• CHECK YOUR UNDERSTANDING
1) Retype the stretch of the passage about Facebook feeds from "I’ve noticed something" through "refers to them.".
2) In the passage about Facebook feeds, which words describe the messages that the first person often posts?

I’ve noticed something about myself, and it took Facebook to clue me in.
Like you, I’ve got a lot of different people whose feeds I follow when I’m online. I wouldn’t call them friends, even though that’s how Facebook refers to them.
There’s this one person who often posts long, angry, snarky messages. This person says they’re a Christ follower, but instead of talking about how God is helping them or changing them, it seems they are most content when they are talking about how hypocritical others can be, and people must be stupid for not being able to see things as clearly as they do.
There’s another person whose posts are pretty much the opposite. They are always talking about what God is doing in their life, which I really like. But the way they talk makes it sound like they never have any struggles. It’s almost as if the picture they are hoping to paint is one of constant victory, and unbelievable spiritual growth.
I haven’t reached out to either of these people about how I experience them because neither of them is really a friend. Frankly, I can’t figure out what to say. So, I just continue to be bugged by both of them. And God is showing me something about my immaturity. He is showing me that my attitude and my thoughts need to be transformed.

[Referring expression data]
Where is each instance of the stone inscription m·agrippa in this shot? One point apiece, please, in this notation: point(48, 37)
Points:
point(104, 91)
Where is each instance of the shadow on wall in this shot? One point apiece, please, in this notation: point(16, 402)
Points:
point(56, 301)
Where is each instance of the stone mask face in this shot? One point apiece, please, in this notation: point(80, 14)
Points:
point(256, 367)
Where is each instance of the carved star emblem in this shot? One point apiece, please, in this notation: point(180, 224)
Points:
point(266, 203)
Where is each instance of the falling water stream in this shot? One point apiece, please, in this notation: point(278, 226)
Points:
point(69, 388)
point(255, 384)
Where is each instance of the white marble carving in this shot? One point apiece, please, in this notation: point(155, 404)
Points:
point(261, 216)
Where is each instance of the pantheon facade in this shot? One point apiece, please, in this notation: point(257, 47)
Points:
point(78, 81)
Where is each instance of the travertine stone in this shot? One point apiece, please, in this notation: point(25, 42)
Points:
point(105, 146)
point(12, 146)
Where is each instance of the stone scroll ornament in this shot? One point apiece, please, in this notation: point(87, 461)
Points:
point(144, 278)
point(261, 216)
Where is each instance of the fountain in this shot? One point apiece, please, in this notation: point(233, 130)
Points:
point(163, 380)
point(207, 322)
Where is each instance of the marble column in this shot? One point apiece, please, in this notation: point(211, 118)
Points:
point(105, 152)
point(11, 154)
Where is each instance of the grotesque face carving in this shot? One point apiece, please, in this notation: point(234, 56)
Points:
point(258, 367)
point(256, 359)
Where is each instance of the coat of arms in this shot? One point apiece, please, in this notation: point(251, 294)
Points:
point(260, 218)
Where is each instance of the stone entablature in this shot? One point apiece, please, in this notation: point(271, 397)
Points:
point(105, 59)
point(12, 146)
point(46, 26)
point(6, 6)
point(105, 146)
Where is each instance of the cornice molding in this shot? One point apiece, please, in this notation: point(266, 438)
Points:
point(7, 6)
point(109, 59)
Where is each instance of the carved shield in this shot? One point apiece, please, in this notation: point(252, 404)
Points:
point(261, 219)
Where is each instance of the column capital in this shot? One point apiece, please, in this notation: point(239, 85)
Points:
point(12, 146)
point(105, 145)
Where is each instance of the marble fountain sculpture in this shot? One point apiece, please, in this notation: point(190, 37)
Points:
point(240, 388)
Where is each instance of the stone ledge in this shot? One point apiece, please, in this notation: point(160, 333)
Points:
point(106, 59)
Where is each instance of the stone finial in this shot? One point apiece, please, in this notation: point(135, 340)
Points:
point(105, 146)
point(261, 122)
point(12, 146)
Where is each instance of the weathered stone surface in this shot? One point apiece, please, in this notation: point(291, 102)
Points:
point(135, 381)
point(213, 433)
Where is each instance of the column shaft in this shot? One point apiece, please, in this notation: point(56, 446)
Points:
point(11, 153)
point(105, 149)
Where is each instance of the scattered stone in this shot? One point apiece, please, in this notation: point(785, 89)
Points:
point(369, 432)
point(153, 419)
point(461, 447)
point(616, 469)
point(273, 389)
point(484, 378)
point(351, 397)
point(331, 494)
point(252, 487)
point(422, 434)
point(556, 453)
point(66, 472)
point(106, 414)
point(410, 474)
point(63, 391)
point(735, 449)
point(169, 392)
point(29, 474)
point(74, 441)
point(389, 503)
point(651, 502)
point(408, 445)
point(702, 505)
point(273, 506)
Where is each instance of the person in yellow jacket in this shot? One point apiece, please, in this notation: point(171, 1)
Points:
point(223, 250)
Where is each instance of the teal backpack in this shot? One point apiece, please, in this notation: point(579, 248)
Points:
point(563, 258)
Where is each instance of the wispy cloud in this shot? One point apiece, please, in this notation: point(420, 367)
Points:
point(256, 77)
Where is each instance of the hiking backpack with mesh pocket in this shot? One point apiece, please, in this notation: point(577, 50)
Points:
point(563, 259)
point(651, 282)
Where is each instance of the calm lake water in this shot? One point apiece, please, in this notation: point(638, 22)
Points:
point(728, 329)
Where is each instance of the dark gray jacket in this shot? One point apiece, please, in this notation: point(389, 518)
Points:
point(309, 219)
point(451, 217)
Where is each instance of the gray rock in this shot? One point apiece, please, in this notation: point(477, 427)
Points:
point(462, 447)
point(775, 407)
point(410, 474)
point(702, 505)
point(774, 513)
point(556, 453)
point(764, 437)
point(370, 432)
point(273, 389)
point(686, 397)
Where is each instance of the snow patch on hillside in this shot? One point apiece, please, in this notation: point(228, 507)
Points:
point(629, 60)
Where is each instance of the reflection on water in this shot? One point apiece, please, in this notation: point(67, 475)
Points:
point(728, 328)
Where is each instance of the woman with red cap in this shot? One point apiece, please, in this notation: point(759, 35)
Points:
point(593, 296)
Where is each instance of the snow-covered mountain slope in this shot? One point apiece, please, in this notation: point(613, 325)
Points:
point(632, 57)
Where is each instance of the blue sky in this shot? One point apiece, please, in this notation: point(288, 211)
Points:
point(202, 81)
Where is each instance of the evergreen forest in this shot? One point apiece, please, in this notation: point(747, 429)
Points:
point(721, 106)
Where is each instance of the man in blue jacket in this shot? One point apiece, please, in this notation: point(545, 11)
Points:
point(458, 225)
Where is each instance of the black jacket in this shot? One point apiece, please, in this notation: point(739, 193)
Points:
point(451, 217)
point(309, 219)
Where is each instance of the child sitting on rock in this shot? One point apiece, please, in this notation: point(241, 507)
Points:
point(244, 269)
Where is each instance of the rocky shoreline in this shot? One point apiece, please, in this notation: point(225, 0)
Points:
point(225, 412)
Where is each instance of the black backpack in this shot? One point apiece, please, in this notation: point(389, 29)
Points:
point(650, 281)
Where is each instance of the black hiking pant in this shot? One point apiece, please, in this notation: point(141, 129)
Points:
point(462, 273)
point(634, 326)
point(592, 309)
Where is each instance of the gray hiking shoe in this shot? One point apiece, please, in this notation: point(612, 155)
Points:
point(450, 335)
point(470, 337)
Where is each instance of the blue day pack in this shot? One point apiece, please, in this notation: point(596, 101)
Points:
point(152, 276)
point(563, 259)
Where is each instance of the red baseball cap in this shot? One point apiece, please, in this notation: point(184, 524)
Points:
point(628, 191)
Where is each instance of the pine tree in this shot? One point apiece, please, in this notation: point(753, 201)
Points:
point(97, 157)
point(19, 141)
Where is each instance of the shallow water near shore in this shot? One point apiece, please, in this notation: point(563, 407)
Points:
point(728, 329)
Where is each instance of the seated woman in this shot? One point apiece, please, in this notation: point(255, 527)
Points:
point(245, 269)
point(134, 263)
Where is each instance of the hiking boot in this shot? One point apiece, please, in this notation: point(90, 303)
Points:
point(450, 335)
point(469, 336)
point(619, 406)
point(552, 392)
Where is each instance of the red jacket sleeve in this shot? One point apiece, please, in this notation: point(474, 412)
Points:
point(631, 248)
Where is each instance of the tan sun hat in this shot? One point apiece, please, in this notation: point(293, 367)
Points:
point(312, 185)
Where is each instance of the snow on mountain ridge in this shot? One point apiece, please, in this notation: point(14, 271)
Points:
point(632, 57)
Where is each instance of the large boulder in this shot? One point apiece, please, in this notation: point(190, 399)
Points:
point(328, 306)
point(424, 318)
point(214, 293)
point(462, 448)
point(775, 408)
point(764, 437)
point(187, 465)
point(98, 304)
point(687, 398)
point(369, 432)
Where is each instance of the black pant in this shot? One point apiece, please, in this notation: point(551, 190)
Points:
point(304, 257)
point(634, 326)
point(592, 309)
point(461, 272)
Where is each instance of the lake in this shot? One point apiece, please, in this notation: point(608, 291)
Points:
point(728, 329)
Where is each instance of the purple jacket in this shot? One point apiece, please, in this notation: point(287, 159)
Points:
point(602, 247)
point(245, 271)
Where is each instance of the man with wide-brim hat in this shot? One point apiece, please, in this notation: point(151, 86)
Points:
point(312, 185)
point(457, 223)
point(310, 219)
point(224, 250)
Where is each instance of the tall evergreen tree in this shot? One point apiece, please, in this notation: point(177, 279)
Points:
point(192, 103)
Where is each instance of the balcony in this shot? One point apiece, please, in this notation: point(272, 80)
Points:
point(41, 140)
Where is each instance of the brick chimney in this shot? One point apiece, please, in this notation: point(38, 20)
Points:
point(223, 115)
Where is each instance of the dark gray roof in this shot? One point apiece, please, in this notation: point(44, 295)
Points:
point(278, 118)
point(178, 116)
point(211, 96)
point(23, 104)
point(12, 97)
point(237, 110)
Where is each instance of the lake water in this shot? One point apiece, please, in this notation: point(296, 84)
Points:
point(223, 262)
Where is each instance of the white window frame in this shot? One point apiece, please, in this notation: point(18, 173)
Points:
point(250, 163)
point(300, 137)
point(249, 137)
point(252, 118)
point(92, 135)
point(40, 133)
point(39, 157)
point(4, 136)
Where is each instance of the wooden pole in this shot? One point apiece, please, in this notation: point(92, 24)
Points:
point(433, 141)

• EXERCISE ANSWERS
1)
I’ve noticed something about myself, and it took Facebook to clue me in.
Like you, I’ve got a lot of different people whose feeds I follow when I’m online. I wouldn’t call them friends, even though that’s how Facebook refers to them.

2) long, angry, snarky